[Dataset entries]
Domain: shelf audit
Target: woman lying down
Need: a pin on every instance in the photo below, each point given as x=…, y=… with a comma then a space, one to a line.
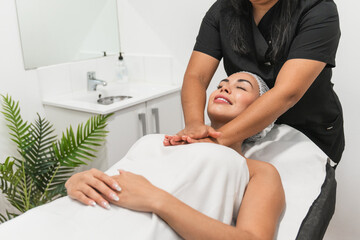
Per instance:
x=262, y=202
x=190, y=191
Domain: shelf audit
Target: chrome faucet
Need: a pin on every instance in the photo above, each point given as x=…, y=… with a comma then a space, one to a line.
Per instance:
x=93, y=82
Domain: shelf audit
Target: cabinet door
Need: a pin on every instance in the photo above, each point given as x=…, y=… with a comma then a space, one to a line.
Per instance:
x=165, y=114
x=125, y=128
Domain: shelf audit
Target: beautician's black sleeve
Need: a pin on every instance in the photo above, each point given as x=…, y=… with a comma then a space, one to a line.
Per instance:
x=318, y=34
x=208, y=39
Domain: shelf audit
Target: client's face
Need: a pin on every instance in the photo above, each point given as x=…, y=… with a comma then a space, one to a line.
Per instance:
x=233, y=96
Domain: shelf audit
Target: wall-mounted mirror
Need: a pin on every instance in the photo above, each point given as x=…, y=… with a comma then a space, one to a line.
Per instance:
x=58, y=31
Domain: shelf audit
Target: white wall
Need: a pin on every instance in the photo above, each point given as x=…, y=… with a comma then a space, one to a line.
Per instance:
x=166, y=27
x=346, y=221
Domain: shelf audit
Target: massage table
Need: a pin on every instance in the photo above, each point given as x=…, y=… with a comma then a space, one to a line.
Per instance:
x=307, y=177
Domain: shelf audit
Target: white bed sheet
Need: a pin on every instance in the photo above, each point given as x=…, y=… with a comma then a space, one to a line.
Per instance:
x=191, y=170
x=302, y=168
x=208, y=177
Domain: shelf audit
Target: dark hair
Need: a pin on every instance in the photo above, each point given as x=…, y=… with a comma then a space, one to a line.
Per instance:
x=237, y=15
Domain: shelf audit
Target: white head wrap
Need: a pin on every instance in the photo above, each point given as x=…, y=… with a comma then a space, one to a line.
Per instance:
x=263, y=88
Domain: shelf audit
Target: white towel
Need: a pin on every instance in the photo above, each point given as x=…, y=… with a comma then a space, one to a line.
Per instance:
x=302, y=168
x=209, y=177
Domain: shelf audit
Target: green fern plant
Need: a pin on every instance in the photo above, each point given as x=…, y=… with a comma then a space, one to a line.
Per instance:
x=39, y=172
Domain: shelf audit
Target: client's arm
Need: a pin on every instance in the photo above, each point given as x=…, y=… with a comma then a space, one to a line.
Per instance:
x=258, y=216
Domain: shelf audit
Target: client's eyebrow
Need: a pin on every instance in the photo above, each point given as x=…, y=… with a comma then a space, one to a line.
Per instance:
x=244, y=80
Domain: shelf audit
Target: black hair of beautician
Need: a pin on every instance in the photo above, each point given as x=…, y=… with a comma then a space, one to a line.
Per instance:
x=238, y=14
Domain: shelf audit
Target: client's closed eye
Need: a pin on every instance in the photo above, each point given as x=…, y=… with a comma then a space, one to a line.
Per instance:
x=241, y=88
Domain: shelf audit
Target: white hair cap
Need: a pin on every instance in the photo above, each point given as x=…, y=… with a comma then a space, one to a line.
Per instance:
x=263, y=88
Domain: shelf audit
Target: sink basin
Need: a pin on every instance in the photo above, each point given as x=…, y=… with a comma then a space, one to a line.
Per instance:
x=112, y=99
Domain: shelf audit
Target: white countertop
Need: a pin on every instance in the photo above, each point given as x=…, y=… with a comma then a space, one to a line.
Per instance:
x=86, y=101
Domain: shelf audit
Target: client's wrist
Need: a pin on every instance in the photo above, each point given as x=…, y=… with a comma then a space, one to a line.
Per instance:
x=161, y=198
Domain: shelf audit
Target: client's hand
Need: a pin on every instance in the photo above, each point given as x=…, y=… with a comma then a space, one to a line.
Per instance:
x=90, y=186
x=137, y=192
x=191, y=133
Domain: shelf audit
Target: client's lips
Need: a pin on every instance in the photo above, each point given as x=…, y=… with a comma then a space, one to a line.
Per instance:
x=222, y=99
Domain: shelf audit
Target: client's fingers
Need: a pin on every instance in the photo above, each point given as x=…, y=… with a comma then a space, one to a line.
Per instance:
x=94, y=195
x=101, y=187
x=106, y=179
x=213, y=133
x=81, y=197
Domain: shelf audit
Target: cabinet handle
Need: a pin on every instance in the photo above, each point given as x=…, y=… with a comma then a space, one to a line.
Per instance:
x=155, y=112
x=142, y=117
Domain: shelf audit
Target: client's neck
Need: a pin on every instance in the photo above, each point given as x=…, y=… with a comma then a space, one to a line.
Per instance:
x=236, y=146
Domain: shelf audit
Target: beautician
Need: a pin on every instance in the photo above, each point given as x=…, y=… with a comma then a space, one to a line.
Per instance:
x=292, y=45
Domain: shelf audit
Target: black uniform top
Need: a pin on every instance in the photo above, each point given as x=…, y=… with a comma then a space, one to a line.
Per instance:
x=318, y=114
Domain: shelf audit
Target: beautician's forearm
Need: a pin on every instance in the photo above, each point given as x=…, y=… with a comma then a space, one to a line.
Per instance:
x=191, y=224
x=193, y=91
x=199, y=72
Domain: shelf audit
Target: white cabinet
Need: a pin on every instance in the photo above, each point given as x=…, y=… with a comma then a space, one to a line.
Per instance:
x=158, y=115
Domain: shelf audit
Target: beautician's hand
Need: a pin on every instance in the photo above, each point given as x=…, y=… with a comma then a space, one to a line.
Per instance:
x=89, y=186
x=194, y=131
x=208, y=140
x=137, y=192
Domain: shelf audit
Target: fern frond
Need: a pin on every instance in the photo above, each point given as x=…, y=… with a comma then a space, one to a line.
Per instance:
x=19, y=128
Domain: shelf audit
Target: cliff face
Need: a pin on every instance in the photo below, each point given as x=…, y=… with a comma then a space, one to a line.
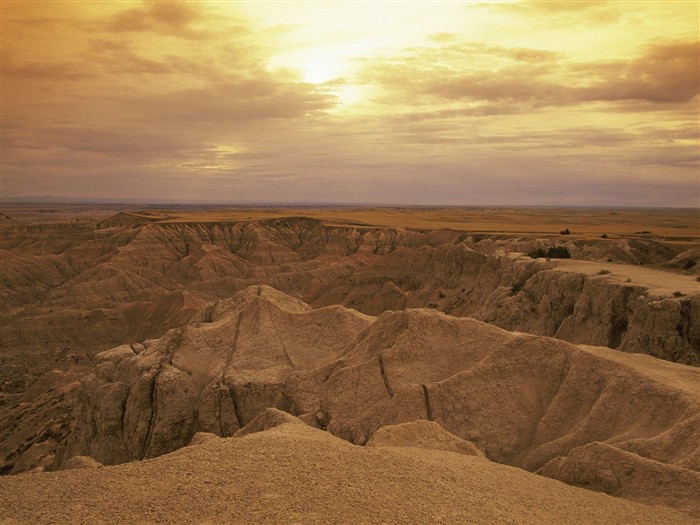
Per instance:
x=524, y=400
x=70, y=291
x=130, y=278
x=600, y=310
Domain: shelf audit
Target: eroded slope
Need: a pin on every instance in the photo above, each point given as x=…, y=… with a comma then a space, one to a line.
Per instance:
x=523, y=400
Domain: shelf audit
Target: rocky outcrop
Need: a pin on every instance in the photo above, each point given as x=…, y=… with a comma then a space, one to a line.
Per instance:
x=214, y=375
x=70, y=291
x=609, y=469
x=523, y=400
x=422, y=434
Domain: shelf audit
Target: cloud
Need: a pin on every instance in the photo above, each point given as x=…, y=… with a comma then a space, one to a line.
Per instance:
x=170, y=18
x=665, y=73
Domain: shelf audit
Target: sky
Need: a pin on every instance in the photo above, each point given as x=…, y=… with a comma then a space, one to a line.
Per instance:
x=429, y=103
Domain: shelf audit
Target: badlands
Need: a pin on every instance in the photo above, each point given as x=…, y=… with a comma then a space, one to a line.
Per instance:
x=349, y=365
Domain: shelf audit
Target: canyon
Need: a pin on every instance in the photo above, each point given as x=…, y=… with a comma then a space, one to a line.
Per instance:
x=127, y=334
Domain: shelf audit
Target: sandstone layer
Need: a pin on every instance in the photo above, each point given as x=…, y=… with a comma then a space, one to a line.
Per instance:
x=293, y=473
x=523, y=400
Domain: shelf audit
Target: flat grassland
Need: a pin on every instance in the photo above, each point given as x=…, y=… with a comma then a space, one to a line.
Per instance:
x=680, y=224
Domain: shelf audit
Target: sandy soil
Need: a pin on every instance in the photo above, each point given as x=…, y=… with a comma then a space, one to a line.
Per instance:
x=295, y=474
x=659, y=282
x=591, y=222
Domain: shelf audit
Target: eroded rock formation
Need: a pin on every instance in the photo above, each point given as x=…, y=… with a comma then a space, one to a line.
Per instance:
x=524, y=400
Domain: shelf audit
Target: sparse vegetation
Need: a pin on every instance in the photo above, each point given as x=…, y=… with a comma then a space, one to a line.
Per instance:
x=553, y=252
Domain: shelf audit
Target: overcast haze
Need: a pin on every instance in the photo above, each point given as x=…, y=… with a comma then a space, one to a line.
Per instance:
x=520, y=103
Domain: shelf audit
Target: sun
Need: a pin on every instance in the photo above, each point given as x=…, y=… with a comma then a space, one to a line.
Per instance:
x=318, y=68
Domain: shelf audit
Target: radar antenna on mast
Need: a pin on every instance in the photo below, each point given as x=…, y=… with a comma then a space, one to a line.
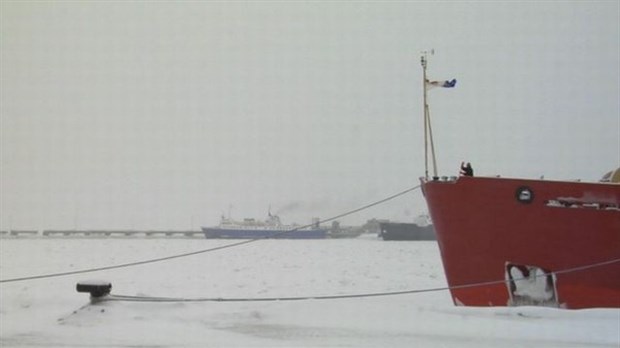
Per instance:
x=428, y=130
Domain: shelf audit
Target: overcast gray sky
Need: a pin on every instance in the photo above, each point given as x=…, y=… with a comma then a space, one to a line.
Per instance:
x=160, y=115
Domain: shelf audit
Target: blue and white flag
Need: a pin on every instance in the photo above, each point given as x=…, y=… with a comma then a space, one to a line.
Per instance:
x=444, y=84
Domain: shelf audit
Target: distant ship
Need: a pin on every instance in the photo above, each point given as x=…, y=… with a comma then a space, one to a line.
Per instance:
x=507, y=241
x=421, y=229
x=406, y=231
x=271, y=228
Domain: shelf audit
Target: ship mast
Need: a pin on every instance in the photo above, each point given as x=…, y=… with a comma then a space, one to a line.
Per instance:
x=428, y=130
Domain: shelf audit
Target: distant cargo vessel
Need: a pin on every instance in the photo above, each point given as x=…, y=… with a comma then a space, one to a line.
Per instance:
x=271, y=228
x=406, y=231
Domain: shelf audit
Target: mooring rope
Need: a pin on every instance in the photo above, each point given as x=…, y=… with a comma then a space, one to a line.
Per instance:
x=227, y=246
x=112, y=297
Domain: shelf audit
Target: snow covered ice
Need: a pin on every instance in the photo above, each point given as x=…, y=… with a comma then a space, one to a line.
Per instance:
x=50, y=313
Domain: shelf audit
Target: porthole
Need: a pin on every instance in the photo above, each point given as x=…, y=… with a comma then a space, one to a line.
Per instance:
x=524, y=195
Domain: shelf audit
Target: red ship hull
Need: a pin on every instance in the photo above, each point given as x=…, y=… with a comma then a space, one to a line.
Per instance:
x=533, y=242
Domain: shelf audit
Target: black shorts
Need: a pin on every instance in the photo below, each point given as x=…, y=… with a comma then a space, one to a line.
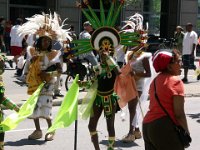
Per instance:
x=188, y=62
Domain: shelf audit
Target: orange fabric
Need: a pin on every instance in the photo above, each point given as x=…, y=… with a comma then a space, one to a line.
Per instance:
x=33, y=77
x=166, y=87
x=125, y=86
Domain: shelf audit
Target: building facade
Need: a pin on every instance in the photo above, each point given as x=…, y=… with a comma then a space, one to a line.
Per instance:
x=162, y=15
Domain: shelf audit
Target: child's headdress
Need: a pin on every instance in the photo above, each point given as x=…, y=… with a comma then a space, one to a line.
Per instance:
x=45, y=25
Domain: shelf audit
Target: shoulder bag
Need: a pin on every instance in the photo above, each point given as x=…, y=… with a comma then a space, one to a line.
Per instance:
x=182, y=133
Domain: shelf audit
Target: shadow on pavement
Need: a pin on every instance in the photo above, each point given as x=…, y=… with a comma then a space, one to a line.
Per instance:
x=195, y=116
x=23, y=142
x=119, y=144
x=20, y=83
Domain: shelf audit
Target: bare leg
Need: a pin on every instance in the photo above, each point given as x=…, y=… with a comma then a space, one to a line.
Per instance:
x=49, y=136
x=93, y=125
x=111, y=128
x=49, y=123
x=185, y=73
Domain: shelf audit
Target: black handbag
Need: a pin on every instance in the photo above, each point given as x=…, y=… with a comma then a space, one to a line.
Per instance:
x=182, y=133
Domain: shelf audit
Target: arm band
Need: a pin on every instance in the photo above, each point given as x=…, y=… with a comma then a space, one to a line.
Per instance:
x=9, y=104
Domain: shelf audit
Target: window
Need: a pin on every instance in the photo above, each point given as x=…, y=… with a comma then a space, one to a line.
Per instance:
x=152, y=13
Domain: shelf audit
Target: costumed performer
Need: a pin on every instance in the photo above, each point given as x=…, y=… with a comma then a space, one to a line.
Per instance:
x=44, y=67
x=4, y=101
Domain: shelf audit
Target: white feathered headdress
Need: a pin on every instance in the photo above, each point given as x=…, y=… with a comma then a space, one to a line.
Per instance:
x=45, y=25
x=135, y=24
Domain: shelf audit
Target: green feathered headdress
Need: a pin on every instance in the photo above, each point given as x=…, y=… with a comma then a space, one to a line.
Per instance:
x=105, y=36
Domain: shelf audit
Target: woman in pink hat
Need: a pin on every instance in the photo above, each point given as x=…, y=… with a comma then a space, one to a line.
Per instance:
x=158, y=128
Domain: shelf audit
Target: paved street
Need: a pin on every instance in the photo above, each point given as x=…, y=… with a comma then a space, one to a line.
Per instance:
x=17, y=139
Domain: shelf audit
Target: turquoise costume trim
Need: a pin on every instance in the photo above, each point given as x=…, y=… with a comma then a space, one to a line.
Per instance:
x=107, y=103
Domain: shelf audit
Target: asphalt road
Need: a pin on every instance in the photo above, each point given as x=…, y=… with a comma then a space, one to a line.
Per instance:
x=64, y=138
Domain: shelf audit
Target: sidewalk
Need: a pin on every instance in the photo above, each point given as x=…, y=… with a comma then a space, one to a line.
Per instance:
x=192, y=88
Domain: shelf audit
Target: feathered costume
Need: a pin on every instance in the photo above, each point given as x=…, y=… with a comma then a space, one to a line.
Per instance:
x=105, y=38
x=4, y=101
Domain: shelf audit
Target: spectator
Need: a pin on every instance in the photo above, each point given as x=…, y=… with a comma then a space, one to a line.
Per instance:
x=189, y=46
x=139, y=61
x=178, y=36
x=158, y=130
x=16, y=40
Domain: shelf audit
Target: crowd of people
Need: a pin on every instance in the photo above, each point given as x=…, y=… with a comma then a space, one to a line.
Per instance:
x=44, y=50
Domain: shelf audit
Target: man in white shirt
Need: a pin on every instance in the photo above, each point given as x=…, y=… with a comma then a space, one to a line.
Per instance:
x=189, y=47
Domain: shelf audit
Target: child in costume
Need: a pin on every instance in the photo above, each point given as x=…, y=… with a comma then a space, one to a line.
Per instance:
x=138, y=60
x=4, y=101
x=44, y=67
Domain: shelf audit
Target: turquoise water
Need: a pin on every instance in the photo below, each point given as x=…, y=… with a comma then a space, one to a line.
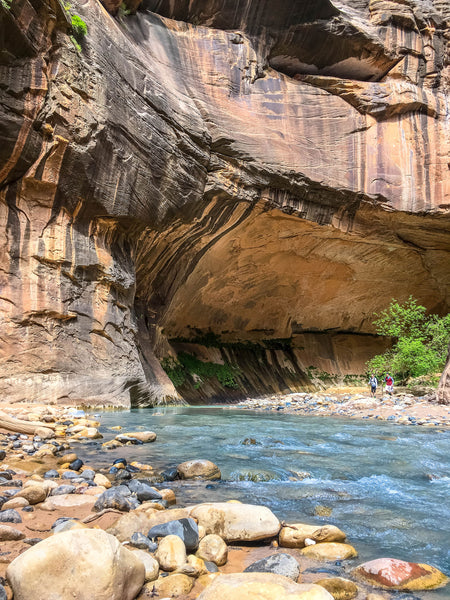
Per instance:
x=373, y=475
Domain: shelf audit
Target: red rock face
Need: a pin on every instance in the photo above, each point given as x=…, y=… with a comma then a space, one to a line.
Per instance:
x=248, y=172
x=399, y=575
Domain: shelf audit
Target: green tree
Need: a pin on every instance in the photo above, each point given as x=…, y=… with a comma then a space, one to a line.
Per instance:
x=420, y=341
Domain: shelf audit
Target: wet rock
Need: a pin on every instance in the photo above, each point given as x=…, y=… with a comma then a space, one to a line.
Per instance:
x=143, y=436
x=394, y=574
x=294, y=536
x=339, y=588
x=279, y=564
x=114, y=498
x=172, y=586
x=261, y=585
x=213, y=549
x=10, y=516
x=63, y=489
x=83, y=564
x=141, y=541
x=198, y=469
x=171, y=553
x=329, y=551
x=143, y=490
x=151, y=565
x=34, y=494
x=8, y=534
x=76, y=464
x=170, y=474
x=186, y=529
x=67, y=501
x=236, y=522
x=15, y=503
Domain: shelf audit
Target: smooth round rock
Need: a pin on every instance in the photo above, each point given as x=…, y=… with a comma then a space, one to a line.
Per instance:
x=294, y=536
x=212, y=548
x=236, y=522
x=394, y=574
x=82, y=564
x=171, y=553
x=329, y=551
x=339, y=588
x=279, y=564
x=253, y=586
x=186, y=529
x=198, y=469
x=10, y=516
x=10, y=534
x=172, y=586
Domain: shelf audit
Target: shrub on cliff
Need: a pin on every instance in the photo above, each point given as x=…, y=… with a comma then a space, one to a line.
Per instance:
x=420, y=340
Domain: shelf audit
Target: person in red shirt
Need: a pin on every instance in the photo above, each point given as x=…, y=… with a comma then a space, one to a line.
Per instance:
x=389, y=381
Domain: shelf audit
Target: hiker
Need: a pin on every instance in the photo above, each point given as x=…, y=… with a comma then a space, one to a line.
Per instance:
x=373, y=382
x=389, y=380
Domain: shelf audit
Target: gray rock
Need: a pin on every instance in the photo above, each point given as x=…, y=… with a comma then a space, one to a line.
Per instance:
x=114, y=498
x=141, y=541
x=279, y=564
x=10, y=516
x=186, y=529
x=63, y=489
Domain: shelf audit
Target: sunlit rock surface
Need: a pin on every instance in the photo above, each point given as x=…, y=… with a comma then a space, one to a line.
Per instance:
x=252, y=171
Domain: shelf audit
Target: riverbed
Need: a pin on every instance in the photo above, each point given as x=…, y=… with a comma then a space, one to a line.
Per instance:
x=387, y=486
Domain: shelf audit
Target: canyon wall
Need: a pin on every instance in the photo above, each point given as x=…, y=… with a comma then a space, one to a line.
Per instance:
x=265, y=174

◆ Problem
Could you repeat exactly the lines from the first one of the records above through the line containing "Target: client's face", leaving out any pictures?

◆ Written answer
Domain: shelf audit
Target: woman lying down
Need: a pin on every instance in the photo below, each point given as x=…, y=… with a comma then a space, one to a line.
Per instance:
x=262, y=202
x=190, y=191
Domain: shelf audit
Target: chrome faucet
Need: a pin on every instance in the photo above, each point given as x=…, y=… with a comma then a space, one to a line.
Per instance:
x=93, y=82
Domain: shelf audit
Target: cabinet door
Need: a pin on every instance in the photo above, each point given as x=…, y=… with a comma then a space, one to a line.
Per instance:
x=165, y=114
x=125, y=128
Domain: shelf audit
Target: beautician's black sleeve
Need: a pin on every instance in the photo above, each point given as x=…, y=… with a comma then a space, one to a line.
Per instance:
x=318, y=34
x=208, y=39
Domain: shelf audit
Target: client's face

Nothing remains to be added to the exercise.